GOAL |
Will you update the records below by changing every "marker" to "dot" and keeping all other text as it is?

DATASET |

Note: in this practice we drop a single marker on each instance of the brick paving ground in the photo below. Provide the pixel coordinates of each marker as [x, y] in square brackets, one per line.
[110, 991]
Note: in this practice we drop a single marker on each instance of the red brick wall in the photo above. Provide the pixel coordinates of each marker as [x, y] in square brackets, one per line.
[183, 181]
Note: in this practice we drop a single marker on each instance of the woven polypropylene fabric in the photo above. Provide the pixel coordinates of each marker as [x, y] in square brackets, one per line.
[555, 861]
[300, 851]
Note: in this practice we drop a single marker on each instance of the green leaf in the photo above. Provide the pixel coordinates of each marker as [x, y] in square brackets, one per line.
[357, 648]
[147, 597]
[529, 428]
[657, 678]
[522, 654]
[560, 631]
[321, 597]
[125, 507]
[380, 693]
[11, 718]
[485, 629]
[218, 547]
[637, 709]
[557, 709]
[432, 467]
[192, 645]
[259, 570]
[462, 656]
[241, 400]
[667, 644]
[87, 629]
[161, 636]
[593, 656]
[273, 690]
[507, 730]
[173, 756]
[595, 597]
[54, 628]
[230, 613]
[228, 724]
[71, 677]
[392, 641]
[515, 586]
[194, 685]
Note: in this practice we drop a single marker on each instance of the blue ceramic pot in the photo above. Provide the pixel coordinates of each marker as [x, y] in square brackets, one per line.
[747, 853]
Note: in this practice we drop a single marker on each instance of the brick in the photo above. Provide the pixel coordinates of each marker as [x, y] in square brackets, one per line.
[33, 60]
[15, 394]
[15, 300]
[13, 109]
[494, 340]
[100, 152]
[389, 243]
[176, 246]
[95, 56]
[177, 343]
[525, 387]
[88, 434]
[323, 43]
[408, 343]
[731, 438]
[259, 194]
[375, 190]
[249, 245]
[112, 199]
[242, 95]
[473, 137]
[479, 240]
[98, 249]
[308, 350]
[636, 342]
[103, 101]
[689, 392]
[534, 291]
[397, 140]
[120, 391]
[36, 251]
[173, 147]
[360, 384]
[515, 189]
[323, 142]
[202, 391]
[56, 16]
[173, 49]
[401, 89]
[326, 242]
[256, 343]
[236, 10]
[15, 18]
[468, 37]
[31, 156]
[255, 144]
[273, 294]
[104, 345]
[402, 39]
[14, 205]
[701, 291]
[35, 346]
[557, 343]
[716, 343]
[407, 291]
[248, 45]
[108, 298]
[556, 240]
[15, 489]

ANSWER TO THE TASK |
Note: in this practice we drop a single dot on each instance of the brick paving ground in the photo below. Provide the pixel coordinates of each dot as [x, y] in square brackets, one per line.
[110, 991]
Note: in this practice we drop a single dot on each instance of the red brick wall in the photo above. Provide the pixel coordinates of each dot as [x, y] in square brackets, one per line.
[183, 181]
Note: in this practice we drop a single dot on each instance of the woven polypropylene fabric in the photo above. Provide the pixel coordinates of each dot as [x, y] in square brackets, one per line.
[555, 861]
[300, 851]
Note: in this practice we drop a single dot on each instance of the green leaf in the photo above. Provide the pixel coordinates of each dot as [x, y] in square brackets, one per line.
[357, 648]
[147, 597]
[529, 428]
[657, 678]
[522, 654]
[560, 631]
[321, 597]
[125, 507]
[380, 693]
[11, 718]
[485, 629]
[218, 547]
[637, 709]
[557, 709]
[432, 467]
[192, 645]
[259, 570]
[462, 656]
[241, 400]
[667, 644]
[87, 629]
[161, 636]
[593, 656]
[273, 690]
[507, 730]
[173, 756]
[595, 597]
[54, 628]
[230, 613]
[228, 724]
[71, 677]
[392, 641]
[515, 586]
[194, 685]
Note: in this practice we drop a single dot on each instance of the blue ceramic pot in the photo above. Provide the pixel coordinates of each dot as [x, y] in square brackets, one per line.
[747, 853]
Note: in this practice we drop a single dot on each instance of the brick in the photo above. Provide the pixel coordinates of each dot as [x, y] in square brackets, one per line.
[33, 60]
[15, 394]
[15, 300]
[13, 109]
[494, 340]
[100, 152]
[389, 243]
[176, 246]
[95, 56]
[177, 343]
[525, 387]
[88, 434]
[323, 43]
[408, 343]
[731, 438]
[259, 194]
[375, 190]
[249, 245]
[112, 199]
[242, 95]
[473, 137]
[479, 240]
[98, 249]
[308, 350]
[636, 342]
[103, 101]
[689, 392]
[534, 291]
[397, 140]
[120, 391]
[36, 251]
[173, 147]
[360, 384]
[515, 189]
[323, 142]
[202, 391]
[56, 16]
[173, 49]
[401, 89]
[326, 242]
[256, 343]
[236, 10]
[15, 18]
[468, 37]
[31, 156]
[255, 144]
[273, 294]
[104, 345]
[402, 39]
[14, 205]
[701, 291]
[35, 346]
[557, 343]
[716, 343]
[407, 291]
[248, 45]
[108, 298]
[556, 240]
[15, 489]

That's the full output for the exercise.